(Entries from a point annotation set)
+ + + + + + +

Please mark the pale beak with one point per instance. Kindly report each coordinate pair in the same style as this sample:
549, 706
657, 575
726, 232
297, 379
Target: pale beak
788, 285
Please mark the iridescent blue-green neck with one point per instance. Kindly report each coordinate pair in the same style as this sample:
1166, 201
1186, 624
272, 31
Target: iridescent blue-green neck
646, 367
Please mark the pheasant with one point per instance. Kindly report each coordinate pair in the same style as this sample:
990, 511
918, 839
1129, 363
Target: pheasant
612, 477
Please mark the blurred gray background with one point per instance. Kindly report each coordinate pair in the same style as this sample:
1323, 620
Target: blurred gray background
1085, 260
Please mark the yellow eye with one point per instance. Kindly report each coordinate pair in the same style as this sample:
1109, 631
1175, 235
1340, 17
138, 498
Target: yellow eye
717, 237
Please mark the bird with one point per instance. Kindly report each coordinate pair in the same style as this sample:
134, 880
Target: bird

+ + + + + + +

SHORT TASK: Render every line of the rows above as a JSON list of strings, with one string per line and blank lines omitted.

THE OUTPUT:
[
  "Please mark the pale beak with one point per instance. Kindly report each coordinate pair in the same style as this sample:",
  "549, 706",
  "657, 575",
  "726, 232",
  "297, 379",
  "Target: pale beak",
  "788, 285",
  "Please mark the iridescent blue-green neck with one point per instance. Kindly report each coordinate pair in the same style as this sample:",
  "1166, 201",
  "1186, 624",
  "272, 31",
  "Target: iridescent blue-green neck",
  "646, 367",
  "Please mark the pheasant with one point per instance. Kindly report each coordinate pair in the same style as this sample:",
  "990, 511",
  "918, 839",
  "1129, 363",
  "Target: pheasant",
  "612, 477",
  "Please mark the blurred gray background with one point per instance. Kindly report each coordinate pair in the same style as this sample:",
  "1323, 620",
  "Target: blurred gray background",
  "1085, 260",
  "Please mark the yellow eye with one point per instance. Kindly report each coordinate pair in the same style as this sample:",
  "1109, 631",
  "1175, 235",
  "1340, 17",
  "138, 498",
  "Target: yellow eye",
  "717, 237",
  "Please mark the bird with one point per instance. Kindly report each coordinate pair in the same style as this sample:",
  "134, 880",
  "Target: bird"
]